DATA SUPPLIED:
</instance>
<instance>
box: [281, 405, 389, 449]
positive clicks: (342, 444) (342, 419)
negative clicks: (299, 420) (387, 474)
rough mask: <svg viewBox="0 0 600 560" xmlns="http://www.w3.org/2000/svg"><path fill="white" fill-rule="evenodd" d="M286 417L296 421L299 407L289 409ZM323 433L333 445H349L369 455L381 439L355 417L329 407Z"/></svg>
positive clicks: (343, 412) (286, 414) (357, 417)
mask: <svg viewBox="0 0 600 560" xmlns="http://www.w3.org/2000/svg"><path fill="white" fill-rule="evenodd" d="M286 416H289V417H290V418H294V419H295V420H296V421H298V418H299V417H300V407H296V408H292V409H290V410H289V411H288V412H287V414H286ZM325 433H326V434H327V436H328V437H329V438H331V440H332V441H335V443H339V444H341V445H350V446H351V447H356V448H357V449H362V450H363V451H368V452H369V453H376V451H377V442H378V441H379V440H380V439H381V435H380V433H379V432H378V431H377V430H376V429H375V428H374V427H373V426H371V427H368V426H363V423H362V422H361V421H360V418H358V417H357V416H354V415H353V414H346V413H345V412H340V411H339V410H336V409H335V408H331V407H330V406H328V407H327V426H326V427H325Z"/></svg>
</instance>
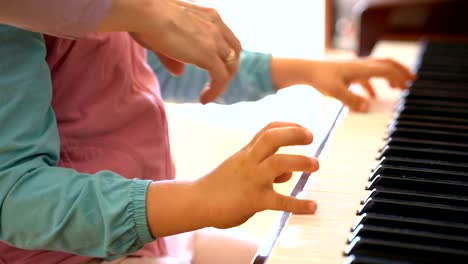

TRY IT: In the copy, include no pictures; restate the listing above exactly.

EXERCISE OUTPUT:
</instance>
<instance>
box: [281, 405, 389, 449]
positive clicks: (342, 444) (342, 419)
negative clicks: (299, 420) (387, 474)
rough mask: <svg viewBox="0 0 600 560" xmlns="http://www.w3.org/2000/svg"><path fill="white" fill-rule="evenodd" d="M286 417L296 421L299 407L289 409ZM323 433L333 445H349L369 455L381 439L355 417L329 407Z"/></svg>
positive clicks: (343, 412) (286, 414) (357, 417)
mask: <svg viewBox="0 0 600 560" xmlns="http://www.w3.org/2000/svg"><path fill="white" fill-rule="evenodd" d="M286 416H289V417H290V418H294V419H295V420H296V421H298V418H299V417H300V407H296V408H292V409H290V410H289V411H288V412H287V414H286ZM325 433H326V434H327V436H328V437H329V438H331V440H332V441H335V443H339V444H341V445H350V446H351V447H356V448H357V449H362V450H363V451H368V452H369V453H376V451H377V442H378V441H379V440H380V439H381V435H380V433H379V432H378V431H377V430H376V429H375V428H374V427H373V426H371V427H368V426H363V423H362V422H361V421H360V418H358V417H357V416H354V415H353V414H346V413H345V412H340V411H339V410H336V409H335V408H331V407H330V406H328V407H327V426H326V427H325Z"/></svg>
</instance>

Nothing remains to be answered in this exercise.